→ **How to complete this task**: Please reproduce all of the data exactly as it appears, but skip the pictures.

[Records excerpted from a collection]
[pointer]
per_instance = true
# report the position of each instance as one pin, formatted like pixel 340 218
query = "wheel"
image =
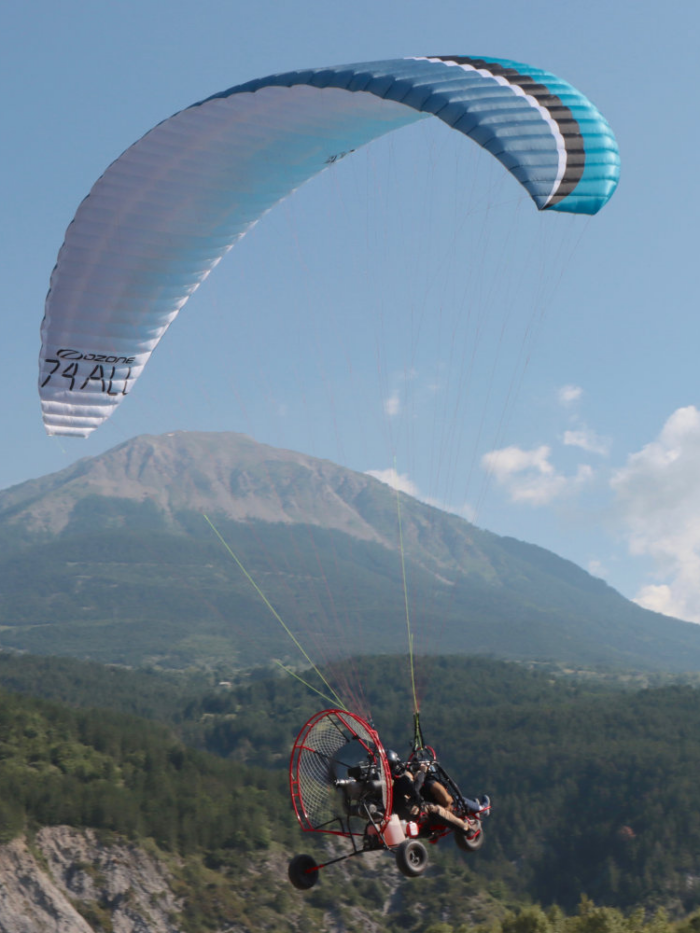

→ **Expected answer**:
[pointer]
per_instance = true
# report the position of each instance as one pin, formatted like pixel 340 218
query = "wheel"
image =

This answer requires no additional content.